* [SUPPLIED PASSAGE]
/---
Loud harsh bangs when you drive over a bump often indicate worn or broken suspension components. Put it it up on jack-stands, climb underneath, and carefully inspect the situation to prevent unpleasant surprises, especially on a horse trailer.
Rattles are usually things like stall dividers, doors, and windows. Generally these can be mitigated to some extent by "loading" the hinges. Get a handful of the heavy rubber "trucker" bungies, and use them to put the pivot points under tension. How much you can accomplish varies, but it's worth a try, 'cause the other option is to replace the hinges, and that gets spendy PDQ.


----------



## horselovinguy (Oct 1, 2013)

george the mule said:


> Rattles are usually things like stall dividers, doors, and windows. Generally these can be mitigated to some extent by "loading" the hinges. Get a handful of the heavy rubber "trucker" bungies, and use them to put the pivot points under tension. How much you can accomplish varies, but it's worth a try, 'cause the other option is to replace the hinges, and that gets spendy PDQ.
\---
* [DATA BLOCK]
/---
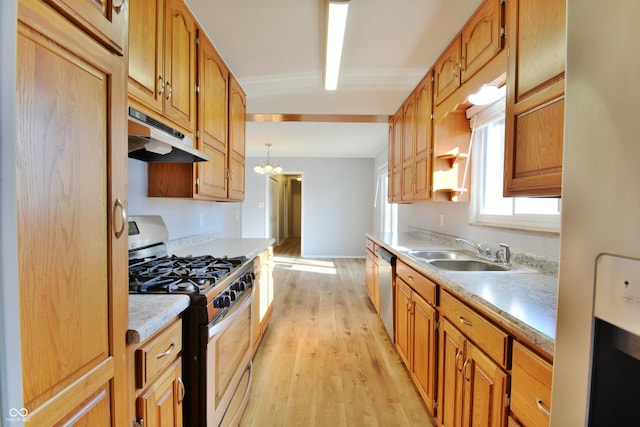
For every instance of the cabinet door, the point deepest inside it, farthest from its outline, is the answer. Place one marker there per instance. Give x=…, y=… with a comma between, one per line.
\---
* [WHAT YOU WILL DO]
1. List every item the trailer noise thread names as a usual source of rattles.
2. Continue the trailer noise thread from where it stops.

* [EXERCISE RESULTS]
1. Stall dividers, doors, and windows.

2.
We do that "loading" George...
I use the small stick-on chair glide pads you use to protect floors from scraping chair feet or furniture.
1 pad per issue makes a much quieter trailer to tow around..
Our trailer is steel, a stock style and can BANG, *BANG* and more _*BANG!!!*_
Those pads are magical...
We now sport them on the escape doors, dividers, tack compartment, windows that open/close and yes, the steel horse entry door...they flatten easily and no water entry happens either.
Since they are so cheap, when they get to flat we toss em and put in new ones for a quieter ride for the babies {and us}...  
🐴...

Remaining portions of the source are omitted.